> [WHAT THE EXERCISE ASKS]:
Send back the entries exactly as they were given.

> [Text-to-region grounding data]:

--- --- ---

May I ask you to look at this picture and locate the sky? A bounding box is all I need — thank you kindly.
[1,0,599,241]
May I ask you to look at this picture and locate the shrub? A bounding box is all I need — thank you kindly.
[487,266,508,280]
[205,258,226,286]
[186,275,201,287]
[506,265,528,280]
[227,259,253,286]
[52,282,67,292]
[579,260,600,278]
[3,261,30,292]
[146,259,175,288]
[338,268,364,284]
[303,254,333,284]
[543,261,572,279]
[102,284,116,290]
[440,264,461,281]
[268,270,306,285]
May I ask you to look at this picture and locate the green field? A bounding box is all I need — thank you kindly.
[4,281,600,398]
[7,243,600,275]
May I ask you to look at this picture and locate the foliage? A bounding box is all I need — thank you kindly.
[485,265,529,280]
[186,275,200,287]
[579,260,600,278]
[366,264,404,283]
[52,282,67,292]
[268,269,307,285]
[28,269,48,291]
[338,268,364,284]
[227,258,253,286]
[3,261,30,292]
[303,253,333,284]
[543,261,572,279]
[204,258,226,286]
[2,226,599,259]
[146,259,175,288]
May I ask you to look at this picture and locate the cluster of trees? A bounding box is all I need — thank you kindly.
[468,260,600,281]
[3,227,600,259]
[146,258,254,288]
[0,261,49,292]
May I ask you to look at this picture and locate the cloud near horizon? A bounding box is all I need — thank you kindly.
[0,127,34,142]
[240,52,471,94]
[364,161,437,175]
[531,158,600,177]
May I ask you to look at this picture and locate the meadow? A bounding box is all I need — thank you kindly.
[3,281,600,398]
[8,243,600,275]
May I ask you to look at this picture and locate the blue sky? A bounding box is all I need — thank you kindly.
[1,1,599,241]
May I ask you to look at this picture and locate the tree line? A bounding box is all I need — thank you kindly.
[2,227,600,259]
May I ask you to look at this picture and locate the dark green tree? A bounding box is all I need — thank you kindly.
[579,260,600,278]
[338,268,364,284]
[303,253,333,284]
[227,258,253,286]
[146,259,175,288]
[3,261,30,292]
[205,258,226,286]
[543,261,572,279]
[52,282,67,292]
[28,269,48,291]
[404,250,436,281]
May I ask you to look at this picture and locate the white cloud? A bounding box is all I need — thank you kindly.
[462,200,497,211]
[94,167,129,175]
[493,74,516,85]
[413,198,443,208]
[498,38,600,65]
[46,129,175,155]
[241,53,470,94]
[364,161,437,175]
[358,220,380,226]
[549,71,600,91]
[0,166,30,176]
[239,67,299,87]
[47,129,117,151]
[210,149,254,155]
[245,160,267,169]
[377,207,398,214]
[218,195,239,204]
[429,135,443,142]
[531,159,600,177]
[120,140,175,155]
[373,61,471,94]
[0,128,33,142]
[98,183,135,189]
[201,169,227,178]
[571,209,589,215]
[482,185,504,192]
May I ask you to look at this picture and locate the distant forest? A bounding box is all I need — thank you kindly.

--- --- ---

> [WRITTEN RESPONSE]:
May I ask you to look at this picture and locate the sky? A bounding box is all I need — thank you kindly.
[1,0,599,241]
May I ask you to look at this picture and locate the shrub? A bounding box is all I need — thank you kindly.
[487,266,508,280]
[205,258,226,286]
[186,275,201,287]
[506,265,528,280]
[227,259,253,286]
[52,282,67,292]
[579,260,600,278]
[3,261,30,292]
[146,259,175,288]
[338,268,364,284]
[303,254,333,284]
[543,261,572,279]
[102,284,116,290]
[440,264,461,281]
[268,270,306,285]
May I ask you to look at this picture and locate the green field? A bounding box is all I need — thank you kindly.
[4,281,600,398]
[7,243,600,275]
May I ask you to look at this picture and locate the foliage? A bounding box is all I need — thank you kindly.
[485,265,529,280]
[186,275,200,287]
[579,260,600,278]
[366,264,404,283]
[52,282,67,292]
[268,269,307,285]
[28,269,48,291]
[338,268,364,284]
[227,258,253,286]
[3,261,30,292]
[303,253,333,284]
[543,261,572,279]
[204,258,226,286]
[2,226,599,259]
[146,259,175,288]
May I ask you to look at this picture and locate the cluster of trees? A bounding box is all I need — thank you kindly.
[468,260,600,281]
[3,227,600,259]
[146,258,254,288]
[0,261,49,292]
May I ask you to look at this picture and locate the cloud near horizon? A bounding box is all I need — thank you kindly.
[0,127,34,142]
[240,52,471,94]
[364,161,437,175]
[531,158,600,177]
May I ask you to look at this picture and locate the meadow? A bounding box is all I need — thank you kindly.
[3,281,600,398]
[8,243,600,275]
May I ask you to look at this picture and locate the blue sky? A bounding box is all I need — thank you kindly.
[1,1,599,241]
May I ask you to look at this picture and locate the tree line? A bounding box is all I need — thank you kindly.
[2,227,600,259]
May I ask you to look at this picture and locate the dark green tree? A bounding box is all I need — thank you kindly.
[579,260,600,278]
[338,268,364,284]
[303,253,333,284]
[227,258,253,286]
[146,259,175,288]
[3,261,30,292]
[205,258,226,286]
[543,261,572,279]
[52,282,67,292]
[28,269,48,291]
[404,250,436,281]
May I ask you to look at this picture and locate the white cloud? A bounding box is all I need — thank you kindly.
[462,200,497,211]
[94,167,129,175]
[493,74,516,85]
[413,198,443,208]
[498,38,600,65]
[46,129,175,155]
[241,53,470,94]
[364,161,437,175]
[358,220,380,226]
[549,71,600,91]
[0,166,30,176]
[239,67,299,87]
[47,129,117,151]
[210,149,254,155]
[245,160,267,169]
[377,207,398,214]
[218,195,239,204]
[429,135,443,142]
[531,159,600,177]
[120,140,175,155]
[373,61,471,94]
[0,128,33,142]
[98,183,135,189]
[201,169,227,178]
[571,209,589,215]
[482,185,504,192]
May I ask you to look at this picture and locate the distant forest? A bounding box is all I need — thank you kindly.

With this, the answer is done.